*Kutipan*:
Alasan Jokowi Tolak Pilkada Digelar 2022 dan 2023

| 01 Feb 2021 16:51
Alasan Jokowi Tolak Pilkada Digelar 2022 dan 2023
Presiden Jokowi (Dok. BPMI)

ERA.id - Presiden Joko Widodo mengumpulkan sejumlah mantan tim suksesnya saat Pemilihan Presiden (Pilpres) 2019 lalu di Istana Kepresidenan, Jakarta pada Kamis (28/1) lalu.

Dalam pertemuan itu, Jokowi membicarakan sejumlah isu terkini, salah satunya tentang Rancangan Undang-Undang Pemilihan Umum (RUU Pemilu) dan Pemilihan Kepala Daerah (Pilkada) 2024.

Pertemuan itu pun diunggah melalui akun Instagram dua orang politisi PPP yang juga bagian dari tim sukses Jokowi-Ma'uf Amin di Pilpres 2019 lalu, mereka adalah Ade Irfan Pulungan dan Arsul Sani.

"Terima kasih kepada Pak Presiden @jokowi. Siang ini telah menyediakan waktu untuk kami dapat menyampaikan sejumlah aspirasi dan masukan dari berbagai elemen masyarakat terkait dengan pelaksanaan vaksinasi #covid19indonesia, radikalisme dan moderasi beragama, Pilkada yang akan datan," tulis Arsul dalam caption Instagram pribadinya @arsul_sani_af yang dikutip pada Senin (2/1/2021).

Sedangkan Ade Irfan Pulungan di akun Instagramnya @adeirpul menulis  keterangan pertemuan itu sebagai silaturahmi dengan Jokowi.

*Butir Tugas 1*:
Jawablah pertanyaan berikut berdasarkan kutipan.
(a) Di mana dan pada hari apa Presiden Joko Widodo mengumpulkan sejumlah mantan tim suksesnya?
(b) Dari partai apa dua politisi yang mengunggah pertemuan itu melalui akun Instagram?
(c) Sebagai apa Ade Irfan Pulungan menyebut pertemuan itu di akun Instagramnya?
*Butir Tugas 2*: Tuliskan ulang bagian kutipan mulai dari "Dalam pertemuan itu, Jokowi" hingga "dan Arsul Sani.".

*Bahan Kajian*:
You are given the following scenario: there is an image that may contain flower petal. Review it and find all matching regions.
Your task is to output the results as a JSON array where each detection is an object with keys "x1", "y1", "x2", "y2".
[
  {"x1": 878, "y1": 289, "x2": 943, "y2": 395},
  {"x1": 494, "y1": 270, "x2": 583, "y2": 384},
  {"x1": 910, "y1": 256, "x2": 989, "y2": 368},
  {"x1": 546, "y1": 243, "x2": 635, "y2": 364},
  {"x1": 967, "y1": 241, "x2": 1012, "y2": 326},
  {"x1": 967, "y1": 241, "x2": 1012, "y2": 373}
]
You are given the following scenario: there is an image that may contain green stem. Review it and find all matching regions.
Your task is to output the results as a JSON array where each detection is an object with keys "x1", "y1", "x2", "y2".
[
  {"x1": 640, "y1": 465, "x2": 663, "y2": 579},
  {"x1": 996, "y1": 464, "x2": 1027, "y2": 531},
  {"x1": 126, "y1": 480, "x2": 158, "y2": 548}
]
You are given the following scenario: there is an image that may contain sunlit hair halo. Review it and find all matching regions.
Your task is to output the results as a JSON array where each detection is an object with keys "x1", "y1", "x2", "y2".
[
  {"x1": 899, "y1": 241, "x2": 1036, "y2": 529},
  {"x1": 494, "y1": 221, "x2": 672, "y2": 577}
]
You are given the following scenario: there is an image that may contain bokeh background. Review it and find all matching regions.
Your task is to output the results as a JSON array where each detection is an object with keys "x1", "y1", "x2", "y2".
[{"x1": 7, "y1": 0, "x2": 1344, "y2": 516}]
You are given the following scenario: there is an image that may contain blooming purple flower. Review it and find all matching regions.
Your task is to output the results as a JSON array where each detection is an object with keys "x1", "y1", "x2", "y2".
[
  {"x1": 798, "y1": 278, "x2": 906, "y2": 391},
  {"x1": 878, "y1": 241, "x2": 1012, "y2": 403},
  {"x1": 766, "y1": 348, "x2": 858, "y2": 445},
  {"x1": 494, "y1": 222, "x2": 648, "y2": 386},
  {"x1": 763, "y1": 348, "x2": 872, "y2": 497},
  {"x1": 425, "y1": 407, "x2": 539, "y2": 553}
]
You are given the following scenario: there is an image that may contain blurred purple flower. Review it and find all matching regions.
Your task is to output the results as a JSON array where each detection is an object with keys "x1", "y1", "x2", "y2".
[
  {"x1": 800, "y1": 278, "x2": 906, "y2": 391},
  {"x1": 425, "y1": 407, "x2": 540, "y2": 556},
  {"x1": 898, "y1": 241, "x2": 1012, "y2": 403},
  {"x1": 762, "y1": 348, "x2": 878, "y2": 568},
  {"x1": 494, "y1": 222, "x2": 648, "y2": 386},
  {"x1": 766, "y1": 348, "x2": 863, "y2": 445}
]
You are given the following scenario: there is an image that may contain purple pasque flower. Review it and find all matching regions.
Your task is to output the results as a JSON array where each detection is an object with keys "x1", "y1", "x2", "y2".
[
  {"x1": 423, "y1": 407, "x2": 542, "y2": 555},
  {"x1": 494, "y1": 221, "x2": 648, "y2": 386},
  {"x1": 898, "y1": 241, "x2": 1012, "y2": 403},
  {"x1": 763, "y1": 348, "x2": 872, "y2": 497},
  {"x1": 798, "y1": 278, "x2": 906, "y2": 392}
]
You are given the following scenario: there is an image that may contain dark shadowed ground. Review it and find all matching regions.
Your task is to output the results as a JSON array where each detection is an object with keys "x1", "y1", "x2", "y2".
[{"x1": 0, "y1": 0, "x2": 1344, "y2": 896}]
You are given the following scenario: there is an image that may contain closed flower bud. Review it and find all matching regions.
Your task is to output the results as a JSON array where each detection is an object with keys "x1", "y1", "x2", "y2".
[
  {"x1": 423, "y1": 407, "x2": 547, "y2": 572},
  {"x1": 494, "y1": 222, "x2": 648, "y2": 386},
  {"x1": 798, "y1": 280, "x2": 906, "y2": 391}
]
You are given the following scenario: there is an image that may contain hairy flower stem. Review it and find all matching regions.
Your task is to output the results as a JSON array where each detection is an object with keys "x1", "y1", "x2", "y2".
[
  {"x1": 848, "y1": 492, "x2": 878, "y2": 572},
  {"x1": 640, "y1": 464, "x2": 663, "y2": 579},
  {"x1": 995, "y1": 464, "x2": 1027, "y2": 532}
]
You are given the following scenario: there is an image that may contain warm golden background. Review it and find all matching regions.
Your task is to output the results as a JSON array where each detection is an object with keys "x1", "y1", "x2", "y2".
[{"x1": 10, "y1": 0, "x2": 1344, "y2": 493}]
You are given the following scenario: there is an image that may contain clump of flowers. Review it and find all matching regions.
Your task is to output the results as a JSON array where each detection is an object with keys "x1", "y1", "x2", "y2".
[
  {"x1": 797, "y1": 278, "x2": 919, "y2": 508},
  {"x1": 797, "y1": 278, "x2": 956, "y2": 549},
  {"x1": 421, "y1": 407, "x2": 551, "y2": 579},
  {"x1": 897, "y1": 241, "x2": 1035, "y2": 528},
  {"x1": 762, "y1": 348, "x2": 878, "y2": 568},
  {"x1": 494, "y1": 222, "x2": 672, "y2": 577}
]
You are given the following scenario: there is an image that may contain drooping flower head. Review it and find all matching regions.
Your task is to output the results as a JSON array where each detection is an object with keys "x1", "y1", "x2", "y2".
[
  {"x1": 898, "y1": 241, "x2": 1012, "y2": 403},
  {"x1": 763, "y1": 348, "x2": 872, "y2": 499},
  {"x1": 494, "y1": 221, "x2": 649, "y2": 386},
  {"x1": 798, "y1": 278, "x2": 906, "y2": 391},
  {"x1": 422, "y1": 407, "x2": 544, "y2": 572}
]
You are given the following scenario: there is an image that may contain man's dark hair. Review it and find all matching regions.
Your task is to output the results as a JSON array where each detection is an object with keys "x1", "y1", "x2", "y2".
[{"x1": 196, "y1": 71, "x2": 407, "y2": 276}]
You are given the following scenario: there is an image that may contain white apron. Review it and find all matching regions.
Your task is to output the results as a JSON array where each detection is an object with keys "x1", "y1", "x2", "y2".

*Jawaban Tertulis 1*:
(a) Di Istana Kepresidenan, Jakarta, pada Kamis (28/1).
(b) PPP.
(c) Sebagai silaturahmi dengan Jokowi.

*Jawaban Tertulis 2*:
Dalam pertemuan itu, Jokowi membicarakan sejumlah isu terkini, salah satunya tentang Rancangan Undang-Undang Pemilihan Umum (RUU Pemilu) dan Pemilihan Kepala Daerah (Pilkada) 2024.

Pertemuan itu pun diunggah melalui akun Instagram dua orang politisi PPP yang juga bagian dari tim sukses Jokowi-Ma'uf Amin di Pilpres 2019 lalu, mereka adalah Ade Irfan Pulungan dan Arsul Sani.